## WHAT YOU NEED TO DO
Print every one of the entries below line for line, with no changes to any of them.

>> Start ROWS

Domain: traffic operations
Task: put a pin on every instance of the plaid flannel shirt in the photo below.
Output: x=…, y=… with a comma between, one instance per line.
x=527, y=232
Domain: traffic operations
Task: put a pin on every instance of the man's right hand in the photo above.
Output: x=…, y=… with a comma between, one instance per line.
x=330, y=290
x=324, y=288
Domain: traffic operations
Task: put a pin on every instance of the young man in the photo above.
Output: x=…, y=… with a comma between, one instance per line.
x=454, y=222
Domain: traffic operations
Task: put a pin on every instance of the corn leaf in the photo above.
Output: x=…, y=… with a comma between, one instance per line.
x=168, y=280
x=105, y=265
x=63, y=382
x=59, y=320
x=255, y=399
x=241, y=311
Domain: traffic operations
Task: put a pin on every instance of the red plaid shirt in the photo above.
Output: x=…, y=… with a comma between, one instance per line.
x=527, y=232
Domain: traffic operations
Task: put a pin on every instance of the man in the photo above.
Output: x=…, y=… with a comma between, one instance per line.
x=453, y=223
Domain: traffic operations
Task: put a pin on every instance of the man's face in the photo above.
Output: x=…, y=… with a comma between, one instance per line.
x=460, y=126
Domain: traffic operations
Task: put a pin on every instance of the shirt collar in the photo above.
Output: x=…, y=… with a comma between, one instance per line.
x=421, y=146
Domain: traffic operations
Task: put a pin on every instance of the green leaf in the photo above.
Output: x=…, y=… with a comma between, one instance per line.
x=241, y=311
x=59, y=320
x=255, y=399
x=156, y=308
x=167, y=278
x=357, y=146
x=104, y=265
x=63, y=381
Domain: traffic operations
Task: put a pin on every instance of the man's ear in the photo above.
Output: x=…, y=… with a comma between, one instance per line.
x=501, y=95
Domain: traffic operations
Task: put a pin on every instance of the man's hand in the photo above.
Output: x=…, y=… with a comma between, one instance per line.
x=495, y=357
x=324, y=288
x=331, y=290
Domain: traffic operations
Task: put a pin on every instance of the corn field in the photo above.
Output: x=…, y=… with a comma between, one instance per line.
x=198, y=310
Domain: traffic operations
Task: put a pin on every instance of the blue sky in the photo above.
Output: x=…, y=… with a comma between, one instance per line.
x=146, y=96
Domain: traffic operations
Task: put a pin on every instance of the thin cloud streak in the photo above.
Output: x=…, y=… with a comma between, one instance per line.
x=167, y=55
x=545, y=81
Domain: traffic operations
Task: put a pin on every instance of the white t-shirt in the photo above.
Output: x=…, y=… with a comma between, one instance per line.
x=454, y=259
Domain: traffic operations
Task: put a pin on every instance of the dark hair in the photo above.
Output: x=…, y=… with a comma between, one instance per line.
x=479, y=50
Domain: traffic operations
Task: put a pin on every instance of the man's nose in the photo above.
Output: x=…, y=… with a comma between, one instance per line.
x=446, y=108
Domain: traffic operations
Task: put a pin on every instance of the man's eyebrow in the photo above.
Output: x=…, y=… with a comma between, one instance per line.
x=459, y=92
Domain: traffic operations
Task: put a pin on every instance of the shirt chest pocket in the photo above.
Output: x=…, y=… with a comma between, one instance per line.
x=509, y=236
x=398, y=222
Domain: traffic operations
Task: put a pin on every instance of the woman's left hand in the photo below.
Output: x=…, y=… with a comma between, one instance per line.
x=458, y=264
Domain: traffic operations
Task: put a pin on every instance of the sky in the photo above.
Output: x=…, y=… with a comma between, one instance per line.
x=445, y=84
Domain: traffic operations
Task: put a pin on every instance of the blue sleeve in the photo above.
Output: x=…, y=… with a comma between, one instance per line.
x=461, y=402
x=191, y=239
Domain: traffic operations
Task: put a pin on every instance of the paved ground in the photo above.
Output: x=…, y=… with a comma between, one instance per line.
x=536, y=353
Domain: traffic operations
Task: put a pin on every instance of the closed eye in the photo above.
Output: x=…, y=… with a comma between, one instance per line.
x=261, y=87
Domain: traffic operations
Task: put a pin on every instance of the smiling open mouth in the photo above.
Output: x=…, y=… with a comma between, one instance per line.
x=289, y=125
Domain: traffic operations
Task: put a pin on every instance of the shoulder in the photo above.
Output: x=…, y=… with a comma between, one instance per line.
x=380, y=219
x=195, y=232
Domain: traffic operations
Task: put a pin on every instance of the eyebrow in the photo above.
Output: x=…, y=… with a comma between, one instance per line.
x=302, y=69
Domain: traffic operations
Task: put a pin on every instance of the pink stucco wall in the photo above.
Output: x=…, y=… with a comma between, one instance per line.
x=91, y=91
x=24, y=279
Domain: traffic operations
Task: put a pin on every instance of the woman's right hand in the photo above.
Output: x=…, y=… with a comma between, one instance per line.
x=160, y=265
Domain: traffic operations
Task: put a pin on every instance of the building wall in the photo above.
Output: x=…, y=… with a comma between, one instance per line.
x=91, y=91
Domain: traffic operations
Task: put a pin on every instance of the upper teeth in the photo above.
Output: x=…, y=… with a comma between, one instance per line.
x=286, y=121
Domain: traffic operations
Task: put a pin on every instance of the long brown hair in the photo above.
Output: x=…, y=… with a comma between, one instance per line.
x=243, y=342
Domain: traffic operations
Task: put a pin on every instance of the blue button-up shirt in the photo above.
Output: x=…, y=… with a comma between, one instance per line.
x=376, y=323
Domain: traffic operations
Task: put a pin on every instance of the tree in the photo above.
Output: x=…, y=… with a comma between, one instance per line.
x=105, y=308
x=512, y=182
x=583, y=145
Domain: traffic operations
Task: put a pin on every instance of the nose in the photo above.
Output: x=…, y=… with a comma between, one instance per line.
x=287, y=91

>> End ROWS

## EXERCISE SOLUTION
Domain: traffic operations
Task: put a pin on every instance of the plaid flannel shirt in the photo below.
Output: x=…, y=… with a comma between, one instance per line.
x=527, y=232
Domain: traffic operations
Task: put a pin on every instance of the man's right hand in the photo above.
Output: x=…, y=… with a comma between, one instance per line.
x=330, y=290
x=324, y=288
Domain: traffic operations
Task: put a pin on every instance of the young man in the photo above.
Output: x=…, y=… with a comma between, one instance per line.
x=454, y=222
Domain: traffic operations
Task: put a pin on every instance of the corn leaf in the photo above.
Output: x=…, y=… with a comma between, one instance per line.
x=168, y=280
x=105, y=265
x=63, y=382
x=59, y=320
x=255, y=399
x=241, y=311
Domain: traffic operations
Task: put a pin on every instance of the red plaid shirt in the photo above.
Output: x=…, y=… with a comma between, one instance per line.
x=527, y=232
Domain: traffic operations
Task: put a pin on every instance of the man in the photo above.
Output: x=…, y=… with a comma between, one instance per line.
x=453, y=223
Domain: traffic operations
Task: put a pin on every instance of the man's face in the photo above.
Output: x=…, y=… with a comma between, one instance per line.
x=460, y=126
Domain: traffic operations
Task: put a pin on every instance of the shirt collar in the photo above.
Output: x=…, y=… with a comma between, one instance per line.
x=421, y=146
Domain: traffic operations
Task: put a pin on every instance of the green leaf in the photo above.
Output: x=…, y=… with a comma between, one instance per line.
x=241, y=311
x=59, y=320
x=255, y=399
x=156, y=308
x=167, y=278
x=357, y=146
x=104, y=265
x=63, y=381
Domain: traffic operations
Task: put a pin on every instance of the man's ear in the photo above.
Output: x=…, y=… with a comma between, one instance per line.
x=501, y=95
Domain: traffic operations
Task: put a pin on every instance of the man's hand in the photo above.
Output: x=…, y=… with a comma between, one instance per line.
x=495, y=357
x=324, y=288
x=331, y=290
Domain: traffic operations
Task: put a pin on every instance of the corn field in the photo above.
Output: x=…, y=… with a comma between, one instance per line.
x=198, y=310
Domain: traffic operations
Task: put a pin on every instance of the blue sky in the photo above.
Output: x=…, y=… with a comma between, one instance per line.
x=146, y=96
Domain: traffic operations
Task: put a pin on every instance of the thin cloud streak in the photo above.
Output: x=…, y=… with a comma between, one instance per line.
x=167, y=55
x=545, y=81
Domain: traffic operations
Task: put a pin on every instance of the white t-shirt in the photo above.
Output: x=…, y=… with a comma between, one instance per line.
x=454, y=259
Domain: traffic operations
Task: put a pin on every instance of the dark hair in the photo above.
Output: x=…, y=… with a comma between, one instance per line.
x=479, y=50
Domain: traffic operations
Task: put a pin on every instance of the man's nose in the photo above.
Output: x=…, y=… with a comma between, one instance per line.
x=446, y=108
Domain: traffic operations
Task: put a pin on every instance of the man's eyebrow in the photo above.
Output: x=…, y=… with a comma between, one instance per line.
x=459, y=92
Domain: traffic operations
Task: put a pin on every instance of the shirt chest pocket in the photo above.
Output: x=…, y=… with a comma between, one instance per line.
x=509, y=236
x=398, y=222
Domain: traffic operations
Task: put a pin on every instance of the woman's left hand in the photo below.
Output: x=…, y=… with a comma between, one instance per line.
x=458, y=264
Domain: traffic operations
Task: put a pin on every instance of the sky in the photo above.
Output: x=…, y=… with a comma between, one instance per line.
x=445, y=84
Domain: traffic operations
Task: put a pin on every instance of the blue sleeve in the photo above.
Output: x=…, y=… with a comma between, one instance per line.
x=461, y=402
x=191, y=239
Domain: traffic operations
Task: put a pin on every instance of the paved ground in the photo above.
Output: x=…, y=… with a comma between, one instance per line.
x=536, y=353
Domain: traffic operations
Task: put a pin on every instance of the closed eye in the photo above.
Output: x=…, y=… with a comma between, one instance per line.
x=261, y=87
Domain: traffic operations
Task: put a pin on every instance of the smiling open mouth in the photo above.
Output: x=…, y=… with a comma between, one instance per line.
x=289, y=125
Domain: traffic operations
Task: put a pin on every instance of the shoulder in the photo above.
Output: x=…, y=… with a comma between, one instance per line.
x=380, y=219
x=195, y=232
Domain: traffic operations
Task: put a pin on every instance of the eyebrow in the photo above.
Output: x=…, y=… with a comma between, one instance per line.
x=302, y=69
Domain: traffic operations
Task: put a pin on every instance of the pink stucco wall in the photo above.
Output: x=…, y=… with a comma between, one instance per line.
x=91, y=91
x=24, y=279
Domain: traffic operations
Task: put a pin on every instance of the woman's right hand in the photo above.
Output: x=…, y=… with a comma between, one instance per line.
x=160, y=265
Domain: traffic operations
Task: put a pin on every instance of the building wall in the photo above.
Output: x=…, y=… with a comma between, one instance per line.
x=91, y=91
Domain: traffic operations
Task: put a pin on every instance of the upper teeth in the photo above.
Output: x=…, y=… with a comma between, one instance per line.
x=286, y=121
Domain: traffic operations
Task: put a pin on every instance of the long brown hair in the photo above.
Output: x=…, y=… with a comma between, one instance per line.
x=243, y=342
Domain: traffic operations
Task: put a pin on every instance of the blue button-up shirt in the photo above.
Output: x=…, y=… with a comma between, one instance per line.
x=376, y=323
Domain: traffic operations
Task: put a pin on every instance of the tree in the photo above.
Output: x=…, y=… with a comma between, one instance per line.
x=105, y=308
x=512, y=182
x=583, y=145
Domain: traffic operations
Task: put a pin on every instance of the nose in the photo above.
Output: x=…, y=… with a comma between, one instance per line.
x=287, y=91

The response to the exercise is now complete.